(AIM) Reproduce the entire listing below line for line, without altering anything.

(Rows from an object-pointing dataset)
* * * *

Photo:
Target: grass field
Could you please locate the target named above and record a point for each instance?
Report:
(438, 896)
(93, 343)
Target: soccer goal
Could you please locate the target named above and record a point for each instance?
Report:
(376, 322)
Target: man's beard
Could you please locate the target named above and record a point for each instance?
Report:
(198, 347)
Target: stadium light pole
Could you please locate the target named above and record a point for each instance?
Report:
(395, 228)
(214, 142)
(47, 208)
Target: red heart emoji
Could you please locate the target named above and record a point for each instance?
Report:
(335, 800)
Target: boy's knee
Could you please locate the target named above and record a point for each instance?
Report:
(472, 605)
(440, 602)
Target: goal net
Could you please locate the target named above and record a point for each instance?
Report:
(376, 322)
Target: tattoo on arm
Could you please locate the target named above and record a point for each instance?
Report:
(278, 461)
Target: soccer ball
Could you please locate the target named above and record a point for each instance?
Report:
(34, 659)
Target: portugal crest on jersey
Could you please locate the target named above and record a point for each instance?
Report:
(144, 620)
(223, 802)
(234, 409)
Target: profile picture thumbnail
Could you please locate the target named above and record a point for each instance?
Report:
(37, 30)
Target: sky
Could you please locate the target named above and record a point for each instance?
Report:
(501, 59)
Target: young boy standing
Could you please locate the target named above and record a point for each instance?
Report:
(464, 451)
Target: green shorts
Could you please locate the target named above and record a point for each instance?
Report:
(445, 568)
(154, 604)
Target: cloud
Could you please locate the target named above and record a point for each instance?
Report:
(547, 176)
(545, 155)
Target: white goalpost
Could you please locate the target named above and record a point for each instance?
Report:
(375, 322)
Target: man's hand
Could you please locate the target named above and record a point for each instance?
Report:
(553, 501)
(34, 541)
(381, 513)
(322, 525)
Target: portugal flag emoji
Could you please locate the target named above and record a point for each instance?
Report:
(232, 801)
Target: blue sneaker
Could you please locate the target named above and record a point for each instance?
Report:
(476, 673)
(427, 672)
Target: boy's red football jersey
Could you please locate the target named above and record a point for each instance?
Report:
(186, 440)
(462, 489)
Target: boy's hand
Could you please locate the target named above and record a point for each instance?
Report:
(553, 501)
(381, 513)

* * * *

(RESPONSE TO THE TASK)
Photo:
Target: grass field
Could you please locate the target named above and record a point for each instance?
Report:
(438, 896)
(93, 343)
Target: soccer goal
Could you please locate the target named above and record a point for each instance?
Report:
(376, 322)
Target: man's beard
Could you please locate the target named above and record a point for each instance?
Report:
(198, 347)
Target: stadium light pole
Could you please locate the target named above and record a point for each instance?
Report:
(395, 228)
(214, 142)
(47, 208)
Target: red heart emoji
Could you please locate the target named above and record a point for each instance?
Report:
(335, 800)
Target: boy's knee
Could you please locate the target named above and record a point for each instance?
Report:
(472, 605)
(440, 602)
Target: goal net
Could you please locate the target named above and record a point for each instance?
Report:
(376, 322)
Target: tattoo on arm
Could you please locate the target named above and record a point for each instance?
Report:
(278, 461)
Target: soccer ball
Could you please locate the target named above and record a point for each instance?
Report:
(34, 659)
Target: portugal crest on jersey
Could you please locate the target named above and record a point for each instance?
Report:
(144, 620)
(223, 802)
(234, 409)
Target: profile picture thumbnail
Could you please locate the target named above and record a point for each instance?
Report:
(37, 30)
Target: sky
Could you please locate the target named above and record a point for each instance?
Report:
(501, 59)
Target: young boy standing
Could you please locate the target named above and record a point for each instance?
Report:
(464, 451)
Target: green shorts
Could you please locate the target named above and record a point for each instance?
Report:
(445, 568)
(154, 604)
Target: cloud
Could you please locate the target named above and record a point for each instance?
Report:
(547, 176)
(545, 155)
Target: white goalpost
Could you please locate the target named above and record a point for each instance?
Report:
(375, 322)
Target: man's hand
Could you please locate the target named above and record a point for each instance?
Report:
(553, 501)
(34, 541)
(381, 513)
(322, 525)
Target: portugal flag emoji
Could you please locate the target named above and record a point for each instance?
Report:
(232, 801)
Target: blue sneaker
Could you please locate the target named above and record a point for each instance?
Report:
(476, 673)
(427, 672)
Target: boy's red football jersey
Could you please locate the target named above and record a point for each instance?
Report:
(186, 440)
(462, 489)
Target: boy's hand
Could you please locate the target named above and record a point for each instance?
Report:
(553, 501)
(381, 513)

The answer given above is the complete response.